Большим уважением пользовались в межвоенной Франции и теннисисты. В период с 1927 по 1932 гг. сборная страны во главе с легендарным “Крокодилом” Рене Лакостом шесть (!) раз подряд выиграла Кубок Дэвиса. Страна была в таком восторге, что для теннисистов построили новый роскошный стадион “Ролан Гаррос”. Футболистам о таком внимании приходилось только мечтать.
Как видим, футбол в тридцатые не был для французского болельщика стопроцентным first choice – и вот именно в этом, похоже, и кроется главная причина наметившегося отставания от Италии, Испании и Германии. Во всех перечисленных странах футбол не имел вообще никакой серьезной конкуренции. Да, конечно, там тоже были свои боксеры, теннисисты и бегуны, но об их существовании знали только самые безнадежные фанаты, тогда как основная масса любителей спорта сходила с ума от футбола. И мальчишки в этих странах мечтали играть за “Ювентус”, “Реал” или “Шальке”, тогда как во Франции ребятам куда чаще снились корты “Ролан Гаррос” или бои с американскими нокаутерами.

# [Письменные задания]
[a] Сколько раз подряд, согласно фрагменту, сборная Франции выиграла Кубок Дэвиса?
[b] Перепишите из фрагмента слово в слово кусок от «Как видим, футбол» до «с американскими нокаутерами.».
[c] Какие футбольные клубы упоминаются во фрагменте? Перечислите все.

Записи набора данных с точечной разметкой
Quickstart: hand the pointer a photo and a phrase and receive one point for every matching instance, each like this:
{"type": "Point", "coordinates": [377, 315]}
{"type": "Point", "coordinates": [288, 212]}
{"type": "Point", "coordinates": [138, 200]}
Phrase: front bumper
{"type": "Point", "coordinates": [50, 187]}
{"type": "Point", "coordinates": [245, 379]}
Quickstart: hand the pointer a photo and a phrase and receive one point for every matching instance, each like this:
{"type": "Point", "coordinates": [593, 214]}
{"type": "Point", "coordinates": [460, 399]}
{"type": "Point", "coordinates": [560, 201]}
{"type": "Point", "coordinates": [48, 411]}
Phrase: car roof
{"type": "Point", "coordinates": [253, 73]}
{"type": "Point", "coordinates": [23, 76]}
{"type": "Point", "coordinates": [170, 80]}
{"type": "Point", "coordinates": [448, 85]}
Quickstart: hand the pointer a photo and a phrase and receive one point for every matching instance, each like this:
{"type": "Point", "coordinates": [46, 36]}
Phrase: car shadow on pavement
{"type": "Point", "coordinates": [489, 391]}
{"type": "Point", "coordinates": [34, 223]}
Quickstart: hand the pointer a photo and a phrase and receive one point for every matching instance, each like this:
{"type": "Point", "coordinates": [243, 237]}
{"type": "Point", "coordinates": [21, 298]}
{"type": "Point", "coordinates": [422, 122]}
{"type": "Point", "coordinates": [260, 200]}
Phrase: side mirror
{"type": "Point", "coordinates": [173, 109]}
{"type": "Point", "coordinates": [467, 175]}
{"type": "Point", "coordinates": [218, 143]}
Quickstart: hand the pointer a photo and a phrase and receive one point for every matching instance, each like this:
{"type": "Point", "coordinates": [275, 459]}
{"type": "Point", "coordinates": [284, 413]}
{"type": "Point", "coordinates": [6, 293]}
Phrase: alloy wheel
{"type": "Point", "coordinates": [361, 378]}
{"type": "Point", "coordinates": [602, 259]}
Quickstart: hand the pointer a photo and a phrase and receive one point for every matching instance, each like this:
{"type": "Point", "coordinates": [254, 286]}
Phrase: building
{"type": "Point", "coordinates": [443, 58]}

# [Полные решения]
[a] Шесть раз подряд, с 1927 по 1932 год.

[b]
Как видим, футбол в тридцатые не был для французского болельщика стопроцентным first choice – и вот именно в этом, похоже, и кроется главная причина наметившегося отставания от Италии, Испании и Германии. Во всех перечисленных странах футбол не имел вообще никакой серьезной конкуренции. Да, конечно, там тоже были свои боксеры, теннисисты и бегуны, но об их существовании знали только самые безнадежные фанаты, тогда как основная масса любителей спорта сходила с ума от футбола. И мальчишки в этих странах мечтали играть за “Ювентус”, “Реал” или “Шальке”, тогда как во Франции ребятам куда чаще снились корты “Ролан Гаррос” или бои с американскими нокаутерами.

[c] «Ювентус», «Реал», «Шальке».